** Start **
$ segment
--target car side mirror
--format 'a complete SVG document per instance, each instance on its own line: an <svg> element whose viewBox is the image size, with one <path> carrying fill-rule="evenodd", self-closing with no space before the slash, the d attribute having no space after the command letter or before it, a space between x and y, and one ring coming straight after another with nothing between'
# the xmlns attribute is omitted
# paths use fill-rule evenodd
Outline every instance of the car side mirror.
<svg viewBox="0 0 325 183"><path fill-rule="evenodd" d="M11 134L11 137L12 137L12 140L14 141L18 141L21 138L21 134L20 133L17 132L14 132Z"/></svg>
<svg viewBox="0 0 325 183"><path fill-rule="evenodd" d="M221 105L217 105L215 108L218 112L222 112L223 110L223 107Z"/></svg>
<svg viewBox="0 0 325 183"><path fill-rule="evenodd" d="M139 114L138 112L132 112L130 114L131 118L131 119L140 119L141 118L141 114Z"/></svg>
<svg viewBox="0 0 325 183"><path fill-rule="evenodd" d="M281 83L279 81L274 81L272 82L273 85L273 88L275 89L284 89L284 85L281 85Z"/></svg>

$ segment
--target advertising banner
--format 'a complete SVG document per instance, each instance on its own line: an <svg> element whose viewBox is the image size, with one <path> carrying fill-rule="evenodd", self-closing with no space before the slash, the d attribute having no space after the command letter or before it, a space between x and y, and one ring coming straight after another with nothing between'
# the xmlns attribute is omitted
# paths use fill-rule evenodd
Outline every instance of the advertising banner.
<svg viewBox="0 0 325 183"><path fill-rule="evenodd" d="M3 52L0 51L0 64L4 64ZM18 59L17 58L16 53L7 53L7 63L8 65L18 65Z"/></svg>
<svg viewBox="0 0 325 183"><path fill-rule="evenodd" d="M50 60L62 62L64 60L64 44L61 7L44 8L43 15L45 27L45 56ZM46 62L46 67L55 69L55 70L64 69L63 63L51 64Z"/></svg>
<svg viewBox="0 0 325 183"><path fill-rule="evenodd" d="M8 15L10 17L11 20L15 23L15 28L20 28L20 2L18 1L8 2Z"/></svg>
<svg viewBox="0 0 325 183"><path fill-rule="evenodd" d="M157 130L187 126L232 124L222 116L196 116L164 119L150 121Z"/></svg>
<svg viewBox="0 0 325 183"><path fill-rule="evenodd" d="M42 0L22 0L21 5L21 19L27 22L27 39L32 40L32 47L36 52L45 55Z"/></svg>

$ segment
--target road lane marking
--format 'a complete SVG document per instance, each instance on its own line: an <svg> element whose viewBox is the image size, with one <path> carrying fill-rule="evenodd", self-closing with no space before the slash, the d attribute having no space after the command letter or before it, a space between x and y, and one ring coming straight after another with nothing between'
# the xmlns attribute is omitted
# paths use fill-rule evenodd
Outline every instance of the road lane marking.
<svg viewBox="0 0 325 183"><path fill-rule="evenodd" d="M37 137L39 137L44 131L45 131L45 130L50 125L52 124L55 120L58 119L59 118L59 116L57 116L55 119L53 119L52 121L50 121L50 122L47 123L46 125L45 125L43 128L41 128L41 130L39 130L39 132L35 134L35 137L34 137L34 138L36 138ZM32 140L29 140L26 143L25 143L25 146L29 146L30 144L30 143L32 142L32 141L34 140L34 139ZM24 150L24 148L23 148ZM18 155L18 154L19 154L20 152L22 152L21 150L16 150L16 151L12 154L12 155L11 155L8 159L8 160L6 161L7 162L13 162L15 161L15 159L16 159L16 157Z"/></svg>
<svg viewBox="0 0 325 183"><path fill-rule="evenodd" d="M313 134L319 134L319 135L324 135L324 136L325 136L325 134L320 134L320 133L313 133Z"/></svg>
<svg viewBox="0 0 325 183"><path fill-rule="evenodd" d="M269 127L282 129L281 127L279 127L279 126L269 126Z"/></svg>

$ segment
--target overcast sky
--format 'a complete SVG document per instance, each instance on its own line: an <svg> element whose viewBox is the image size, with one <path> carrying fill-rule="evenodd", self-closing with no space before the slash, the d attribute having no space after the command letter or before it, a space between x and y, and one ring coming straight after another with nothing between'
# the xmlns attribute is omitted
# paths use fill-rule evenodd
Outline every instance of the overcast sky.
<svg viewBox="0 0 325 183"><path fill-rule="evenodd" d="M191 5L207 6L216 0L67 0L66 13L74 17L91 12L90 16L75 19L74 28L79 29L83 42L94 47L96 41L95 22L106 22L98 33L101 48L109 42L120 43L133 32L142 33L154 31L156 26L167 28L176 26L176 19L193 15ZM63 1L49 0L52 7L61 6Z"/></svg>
** End **
** Start **
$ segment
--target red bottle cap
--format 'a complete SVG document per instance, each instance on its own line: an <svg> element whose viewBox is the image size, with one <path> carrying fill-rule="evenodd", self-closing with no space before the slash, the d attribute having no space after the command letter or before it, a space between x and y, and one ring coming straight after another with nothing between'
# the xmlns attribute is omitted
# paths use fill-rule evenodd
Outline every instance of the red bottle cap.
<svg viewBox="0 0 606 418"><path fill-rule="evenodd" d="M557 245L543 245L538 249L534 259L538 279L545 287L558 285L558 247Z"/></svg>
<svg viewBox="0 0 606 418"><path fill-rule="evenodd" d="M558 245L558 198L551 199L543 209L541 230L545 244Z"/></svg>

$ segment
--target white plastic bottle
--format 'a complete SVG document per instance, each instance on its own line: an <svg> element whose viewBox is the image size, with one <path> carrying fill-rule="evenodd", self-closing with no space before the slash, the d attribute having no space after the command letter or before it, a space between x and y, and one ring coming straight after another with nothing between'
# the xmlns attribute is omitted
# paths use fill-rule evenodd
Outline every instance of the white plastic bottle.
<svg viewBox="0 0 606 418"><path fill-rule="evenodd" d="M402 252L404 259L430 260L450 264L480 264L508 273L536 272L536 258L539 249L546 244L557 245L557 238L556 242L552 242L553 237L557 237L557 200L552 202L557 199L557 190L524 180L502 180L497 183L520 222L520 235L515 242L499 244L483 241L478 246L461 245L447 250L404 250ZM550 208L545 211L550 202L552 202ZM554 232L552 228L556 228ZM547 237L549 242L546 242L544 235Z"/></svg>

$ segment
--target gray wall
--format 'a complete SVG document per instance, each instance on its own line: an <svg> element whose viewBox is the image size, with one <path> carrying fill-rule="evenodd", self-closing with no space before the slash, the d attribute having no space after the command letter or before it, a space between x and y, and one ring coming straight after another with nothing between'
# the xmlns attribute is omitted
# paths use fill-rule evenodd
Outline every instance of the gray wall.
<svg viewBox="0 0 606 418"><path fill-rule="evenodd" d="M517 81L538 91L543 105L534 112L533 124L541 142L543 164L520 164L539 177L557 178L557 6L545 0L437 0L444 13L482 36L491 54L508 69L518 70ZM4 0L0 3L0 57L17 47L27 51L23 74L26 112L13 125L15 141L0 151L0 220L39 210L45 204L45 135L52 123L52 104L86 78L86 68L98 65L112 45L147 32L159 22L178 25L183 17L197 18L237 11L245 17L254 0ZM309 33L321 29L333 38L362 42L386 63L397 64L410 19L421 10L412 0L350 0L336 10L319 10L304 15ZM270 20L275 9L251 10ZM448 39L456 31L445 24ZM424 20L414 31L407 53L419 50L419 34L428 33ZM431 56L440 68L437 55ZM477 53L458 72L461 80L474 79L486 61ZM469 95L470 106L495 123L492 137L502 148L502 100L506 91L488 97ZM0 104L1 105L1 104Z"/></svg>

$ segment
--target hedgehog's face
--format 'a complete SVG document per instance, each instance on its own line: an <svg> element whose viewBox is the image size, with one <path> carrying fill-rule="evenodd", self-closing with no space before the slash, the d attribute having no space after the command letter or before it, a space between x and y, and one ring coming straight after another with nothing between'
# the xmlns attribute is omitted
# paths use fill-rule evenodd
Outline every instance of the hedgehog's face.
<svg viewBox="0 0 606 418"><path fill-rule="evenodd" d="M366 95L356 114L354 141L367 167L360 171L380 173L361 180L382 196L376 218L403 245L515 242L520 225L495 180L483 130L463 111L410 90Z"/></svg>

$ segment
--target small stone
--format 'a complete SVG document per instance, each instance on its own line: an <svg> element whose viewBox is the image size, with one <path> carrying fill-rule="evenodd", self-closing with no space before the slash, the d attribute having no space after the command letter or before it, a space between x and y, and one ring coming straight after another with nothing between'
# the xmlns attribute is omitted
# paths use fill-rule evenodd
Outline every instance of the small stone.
** End **
### PROBLEM STATEMENT
Find every line in the rows that contains the word "white" and copy each one.

### TASK SOLUTION
--target white plastic bottle
Outline every instance of the white plastic bottle.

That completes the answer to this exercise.